> Required action
Give the data below again exactly as written, but without the pictures.

> Material provided

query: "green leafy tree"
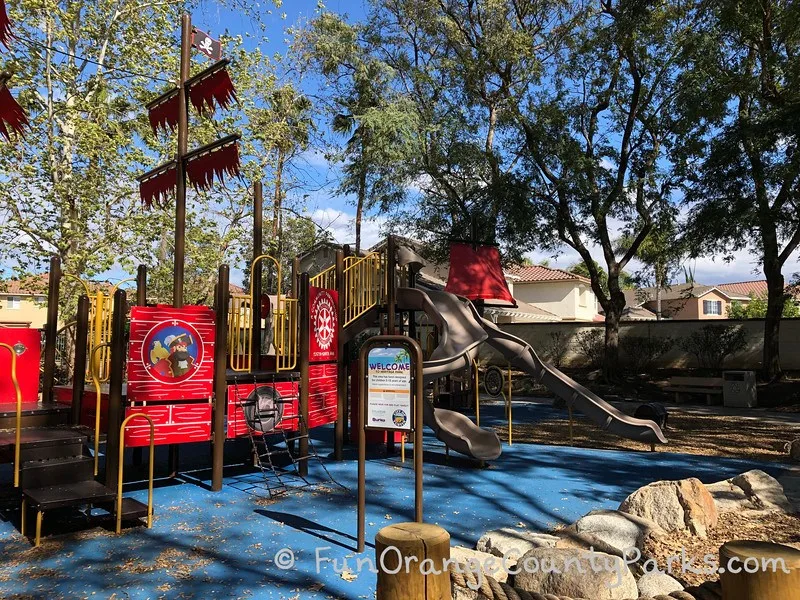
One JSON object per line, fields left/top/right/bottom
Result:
{"left": 569, "top": 261, "right": 635, "bottom": 297}
{"left": 680, "top": 0, "right": 800, "bottom": 380}
{"left": 729, "top": 295, "right": 800, "bottom": 319}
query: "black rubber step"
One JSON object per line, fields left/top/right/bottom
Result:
{"left": 0, "top": 427, "right": 89, "bottom": 464}
{"left": 21, "top": 455, "right": 94, "bottom": 489}
{"left": 23, "top": 480, "right": 117, "bottom": 511}
{"left": 96, "top": 497, "right": 150, "bottom": 520}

> Reply to the task
query: "green leafy tree"
One JSON object per line, fields left/top/right/bottom
Result:
{"left": 569, "top": 261, "right": 635, "bottom": 297}
{"left": 680, "top": 0, "right": 800, "bottom": 380}
{"left": 729, "top": 295, "right": 800, "bottom": 319}
query: "black rubber step"
One JSON object per line, fields left/top/right/bottom
Result:
{"left": 0, "top": 427, "right": 89, "bottom": 464}
{"left": 21, "top": 455, "right": 94, "bottom": 489}
{"left": 23, "top": 480, "right": 117, "bottom": 511}
{"left": 96, "top": 497, "right": 150, "bottom": 520}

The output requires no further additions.